# START OF Page excerpt

“Mother India” by Prayaag Akbar

Mother India, Prayaag Akbar ( ‎ Fourth Estate India, July 2024) Mother India, Prayaag Akbar ( ‎ Fourth Estate India, July 2024)

Indian literature has tended to mythologize Delhi as a majestic and contentious land, filled with the rebellious fervor of Ahmed Ali’s Twilight in Delhi and the soul of Khushwant Singh’s Delhi. Prayaag Akbar’s newest novel, Mother India, revitalizes the city by placing it at the centre of contemporary issues, namely the growing use of social media to polarize society. 

In a cramped makeshift studio, Mayank works as an editor and designer for Vikram Kashyap, a niche internet celebrity known equally for his “waxy handlebar moustache” and “charmingly implosive turns of anger”. Kashyap hosts “a one-person discussion show on YouTube” on current events and uses Reddit and 4chan as sources of information. It’s a recognizable sight: a right-wing, aggressive, opinionated pundit that fires up the disaffected youth. Mayank doesn’t necessarily believe in Kashyap’s politics (which can be summarized as: India is great, Muslims are invaders, long live Modi), but he does feel a sense of national pride. In Mayank’s view, at least working for Kahsyap is a way of protecting the country while getting paid.

# END OF Page excerpt
# START OF Provided information

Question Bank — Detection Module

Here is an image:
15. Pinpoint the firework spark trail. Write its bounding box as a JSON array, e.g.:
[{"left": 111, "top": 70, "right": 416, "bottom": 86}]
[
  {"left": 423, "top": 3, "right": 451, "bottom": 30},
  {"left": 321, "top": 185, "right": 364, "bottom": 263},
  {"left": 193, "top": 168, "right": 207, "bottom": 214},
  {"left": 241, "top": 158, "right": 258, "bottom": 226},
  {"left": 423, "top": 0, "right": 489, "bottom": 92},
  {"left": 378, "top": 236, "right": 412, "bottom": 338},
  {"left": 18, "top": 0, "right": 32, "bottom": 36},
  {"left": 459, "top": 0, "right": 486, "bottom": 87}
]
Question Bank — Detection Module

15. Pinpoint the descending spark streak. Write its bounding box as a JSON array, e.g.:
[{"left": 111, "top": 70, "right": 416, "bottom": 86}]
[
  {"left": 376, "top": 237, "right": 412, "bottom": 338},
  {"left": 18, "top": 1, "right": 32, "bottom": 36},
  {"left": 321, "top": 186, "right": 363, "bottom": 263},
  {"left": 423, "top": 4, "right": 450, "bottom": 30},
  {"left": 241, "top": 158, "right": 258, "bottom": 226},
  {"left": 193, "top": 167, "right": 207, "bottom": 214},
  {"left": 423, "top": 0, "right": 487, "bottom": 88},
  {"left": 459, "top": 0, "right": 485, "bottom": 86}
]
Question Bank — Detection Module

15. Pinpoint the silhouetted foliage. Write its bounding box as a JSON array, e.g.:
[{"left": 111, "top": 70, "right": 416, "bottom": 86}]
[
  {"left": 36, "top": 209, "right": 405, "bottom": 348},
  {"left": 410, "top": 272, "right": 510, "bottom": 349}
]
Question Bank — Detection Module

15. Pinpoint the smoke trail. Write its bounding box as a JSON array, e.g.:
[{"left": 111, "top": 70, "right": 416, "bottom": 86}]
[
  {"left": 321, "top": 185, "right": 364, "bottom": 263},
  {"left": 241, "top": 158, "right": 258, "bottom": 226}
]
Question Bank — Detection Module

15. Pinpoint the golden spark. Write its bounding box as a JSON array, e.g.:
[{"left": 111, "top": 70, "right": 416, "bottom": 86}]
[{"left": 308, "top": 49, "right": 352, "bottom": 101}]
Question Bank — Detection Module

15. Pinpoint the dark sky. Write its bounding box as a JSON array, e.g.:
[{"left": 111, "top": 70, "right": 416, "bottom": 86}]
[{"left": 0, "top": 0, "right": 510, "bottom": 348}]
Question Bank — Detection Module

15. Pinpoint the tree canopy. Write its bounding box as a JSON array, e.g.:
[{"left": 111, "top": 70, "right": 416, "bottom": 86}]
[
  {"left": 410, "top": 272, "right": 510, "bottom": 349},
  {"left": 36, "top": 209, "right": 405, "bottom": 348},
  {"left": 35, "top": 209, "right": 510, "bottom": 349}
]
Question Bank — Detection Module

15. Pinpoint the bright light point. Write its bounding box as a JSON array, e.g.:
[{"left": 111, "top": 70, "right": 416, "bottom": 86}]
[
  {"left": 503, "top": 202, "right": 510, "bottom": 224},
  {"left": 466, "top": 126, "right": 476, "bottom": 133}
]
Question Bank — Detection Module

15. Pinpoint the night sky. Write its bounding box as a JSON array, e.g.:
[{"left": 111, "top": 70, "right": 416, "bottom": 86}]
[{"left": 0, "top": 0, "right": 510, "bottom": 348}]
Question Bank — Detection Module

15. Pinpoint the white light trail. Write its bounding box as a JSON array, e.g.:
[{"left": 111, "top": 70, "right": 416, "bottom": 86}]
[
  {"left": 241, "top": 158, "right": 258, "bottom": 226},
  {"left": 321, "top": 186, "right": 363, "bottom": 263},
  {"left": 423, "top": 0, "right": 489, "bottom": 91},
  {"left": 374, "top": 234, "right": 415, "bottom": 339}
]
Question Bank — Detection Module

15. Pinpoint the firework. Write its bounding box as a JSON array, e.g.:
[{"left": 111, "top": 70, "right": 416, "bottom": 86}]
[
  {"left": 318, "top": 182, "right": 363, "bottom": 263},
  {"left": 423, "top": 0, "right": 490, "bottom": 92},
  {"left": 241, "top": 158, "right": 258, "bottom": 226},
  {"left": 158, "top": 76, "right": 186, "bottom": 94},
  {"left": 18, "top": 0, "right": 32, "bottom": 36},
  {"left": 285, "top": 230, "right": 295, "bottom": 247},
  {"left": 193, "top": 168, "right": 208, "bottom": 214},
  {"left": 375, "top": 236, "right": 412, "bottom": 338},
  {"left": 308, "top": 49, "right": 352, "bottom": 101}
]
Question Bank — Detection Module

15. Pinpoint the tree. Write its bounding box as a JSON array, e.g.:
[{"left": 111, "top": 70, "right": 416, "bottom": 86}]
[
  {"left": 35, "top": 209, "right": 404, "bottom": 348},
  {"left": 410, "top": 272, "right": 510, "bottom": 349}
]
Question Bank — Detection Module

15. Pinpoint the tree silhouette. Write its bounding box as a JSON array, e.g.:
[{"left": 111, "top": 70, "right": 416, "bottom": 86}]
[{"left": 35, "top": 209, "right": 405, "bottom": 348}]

# END OF Provided information

## Given problem
Reproduce the passage of the review starting with "Indian literature has" and going on through "to polarize society.". Work from the review alone and not from the entries.

## Final answer
Indian literature has tended to mythologize Delhi as a majestic and contentious land, filled with the rebellious fervor of Ahmed Ali’s Twilight in Delhi and the soul of Khushwant Singh’s Delhi. Prayaag Akbar’s newest novel, Mother India, revitalizes the city by placing it at the centre of contemporary issues, namely the growing use of social media to polarize society.